**MATERIAL TO PROCESS**
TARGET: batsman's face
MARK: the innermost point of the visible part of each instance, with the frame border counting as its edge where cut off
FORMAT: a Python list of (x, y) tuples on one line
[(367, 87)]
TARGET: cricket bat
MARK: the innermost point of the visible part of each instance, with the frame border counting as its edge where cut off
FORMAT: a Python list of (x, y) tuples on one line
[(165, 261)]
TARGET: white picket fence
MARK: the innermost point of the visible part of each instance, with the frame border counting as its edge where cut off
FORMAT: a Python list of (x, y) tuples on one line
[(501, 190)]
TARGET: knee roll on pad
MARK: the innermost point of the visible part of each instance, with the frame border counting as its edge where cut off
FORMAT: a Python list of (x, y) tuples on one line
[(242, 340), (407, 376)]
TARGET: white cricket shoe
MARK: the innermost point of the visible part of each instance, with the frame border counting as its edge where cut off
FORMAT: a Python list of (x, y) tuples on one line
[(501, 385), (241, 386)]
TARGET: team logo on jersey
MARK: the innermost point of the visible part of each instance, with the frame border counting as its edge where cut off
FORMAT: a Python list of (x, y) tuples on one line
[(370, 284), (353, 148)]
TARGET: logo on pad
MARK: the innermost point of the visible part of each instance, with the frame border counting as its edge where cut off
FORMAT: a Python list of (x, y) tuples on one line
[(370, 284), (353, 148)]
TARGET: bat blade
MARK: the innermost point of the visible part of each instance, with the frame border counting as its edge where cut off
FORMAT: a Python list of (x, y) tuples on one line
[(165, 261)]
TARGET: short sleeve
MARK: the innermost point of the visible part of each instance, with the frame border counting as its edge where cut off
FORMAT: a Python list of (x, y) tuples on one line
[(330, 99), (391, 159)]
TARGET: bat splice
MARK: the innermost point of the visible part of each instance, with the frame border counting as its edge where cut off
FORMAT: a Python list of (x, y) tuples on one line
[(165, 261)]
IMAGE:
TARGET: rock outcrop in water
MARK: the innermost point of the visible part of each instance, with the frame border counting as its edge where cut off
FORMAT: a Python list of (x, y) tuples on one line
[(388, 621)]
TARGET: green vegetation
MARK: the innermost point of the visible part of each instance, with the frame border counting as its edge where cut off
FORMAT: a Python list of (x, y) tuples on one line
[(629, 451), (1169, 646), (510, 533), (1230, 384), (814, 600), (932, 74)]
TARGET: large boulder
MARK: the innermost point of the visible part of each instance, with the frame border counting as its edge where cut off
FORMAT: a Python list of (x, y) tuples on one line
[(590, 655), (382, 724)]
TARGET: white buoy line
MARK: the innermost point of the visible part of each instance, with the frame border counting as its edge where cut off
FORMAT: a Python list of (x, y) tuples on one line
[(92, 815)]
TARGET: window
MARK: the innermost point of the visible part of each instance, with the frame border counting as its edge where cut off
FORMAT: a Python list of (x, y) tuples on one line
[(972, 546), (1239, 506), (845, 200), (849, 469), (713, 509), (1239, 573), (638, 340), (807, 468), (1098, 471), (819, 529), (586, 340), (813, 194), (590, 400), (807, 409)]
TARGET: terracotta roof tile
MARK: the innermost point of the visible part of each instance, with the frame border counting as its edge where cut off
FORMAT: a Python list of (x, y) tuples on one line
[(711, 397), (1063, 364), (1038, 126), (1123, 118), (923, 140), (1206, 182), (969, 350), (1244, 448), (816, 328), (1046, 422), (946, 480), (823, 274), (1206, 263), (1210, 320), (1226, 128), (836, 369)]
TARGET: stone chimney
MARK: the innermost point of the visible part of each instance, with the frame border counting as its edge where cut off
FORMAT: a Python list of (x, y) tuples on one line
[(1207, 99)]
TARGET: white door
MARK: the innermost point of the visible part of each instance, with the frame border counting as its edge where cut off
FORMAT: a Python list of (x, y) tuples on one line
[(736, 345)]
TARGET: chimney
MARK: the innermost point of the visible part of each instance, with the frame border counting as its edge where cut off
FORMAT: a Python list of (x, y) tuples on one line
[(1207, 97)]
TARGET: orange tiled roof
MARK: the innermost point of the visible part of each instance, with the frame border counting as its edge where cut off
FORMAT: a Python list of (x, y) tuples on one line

**PROBLEM TO SOLVE**
Output only the lines from the top of the entries through the one holding "TARGET: bat blade", copied exactly.

**YOUR SOLUTION**
TARGET: batsman's face
MARK: the innermost point of the visible part of each instance, with the frame border counting as its edge where cut off
FORMAT: a Python list of (x, y) tuples on one line
[(367, 87)]
TARGET: cricket bat
MARK: the innermost point of the visible part of each instance, with the frame border counting as its edge where cut off
FORMAT: a Python list of (x, y) tuples on one line
[(165, 261)]
TARGET: white picket fence
MARK: the innermost point of the visible part of each instance, with the frame border counting as its edge where cut off
FORMAT: a Python list of (x, y) tuples on one line
[(501, 190)]
TARGET: knee roll on pad
MARK: the innermost point of the visible part of each instance, with the frame border counting as its edge where cut off
FORMAT: a Python list of (x, y) tuples on one line
[(242, 340), (407, 376)]
TARGET: white cricket shoe
MARK: the innermost point of the visible part of each instance, with the frame border counting as its edge where cut off
FORMAT: a Python list of (x, y) tuples on one line
[(501, 385), (241, 386)]
TARGET: team logo on jersey
MARK: the innermost point of the visible part of each instance, with the frame border counting as its edge where cut off
FORMAT: a Python list of (x, y) tuples on one line
[(370, 284), (353, 148)]
TARGET: logo on pad
MARK: the innermost point of the visible part of each instance, with the frame border counting as its edge where cut off
FORMAT: a Python list of (x, y) tuples on one line
[(370, 284), (353, 148)]
TARGET: bat blade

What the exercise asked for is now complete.